Work to do =>
• 1. In the humanoid robot article, what global export share could China reach, according to the Morgan Stanley note?
• 2. Extract the passage of the humanoid robot article starting at "That’s not a" and ending at "annualized $86 billion.".
• 3. Extend the humanoid robot article from where it stops.

Page extract =>
───

A 15-page Morgan Stanley note has drawn a direct line between humanoid robots and the early days of electric vehicles. Its headline take: humanoid robots may well be the next industry catapulted forward by China, even capable of lifting the country’s global export share from 15% to 16.5%.
That’s not a wild guess. The report lines up a striking comparison — the current export scale of China’s humanoid robotics sector, it says, is roughly where Chinese EV exports were in 2019. What happened next is well known: EV exports went on a tear, eventually reaching an annualized $86 billion.
In other words, the clumsy machine you see hauling boxes in a warehouse, inspecting power plants or carrying trays in a fast-food joint could well be the BYD of five years ago. The story sounds fanciful, except it’s already playing out on factory floors in Shenzhen. It also suggests the humanoid robot industry is beginning to morph from an “AI play” into “advanced manufacturing.”

───

Source data =>
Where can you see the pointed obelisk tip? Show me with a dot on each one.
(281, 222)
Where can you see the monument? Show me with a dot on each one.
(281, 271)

───

Expected outputs =>
• 1. 16.5%, up from 15%.

• 2.
That’s not a wild guess. The report lines up a striking comparison — the current export scale of China’s humanoid robotics sector, it says, is roughly where Chinese EV exports were in 2019. What happened next is well known: EV exports went on a tear, eventually reaching an annualized $86 billion.

• 3.
A lap ahead before the starting gun
How strong is this sense of a future already arriving? Morgan Stanley offers a number: roughly 90% of humanoid robots shipped globally in 2025 carried a Made-in-China label. While other countries are still wrestling with prototypes in the lab, Chinese robots are clocking in for work.
That’s only the part of the iceberg above the water. A separate McKinsey report turns over the much larger piece beneath the surface — the supply chain. It describes the humanoid robot supply chain as “the most underestimated bottleneck” and, at the same time, the most significant opportunity in decades.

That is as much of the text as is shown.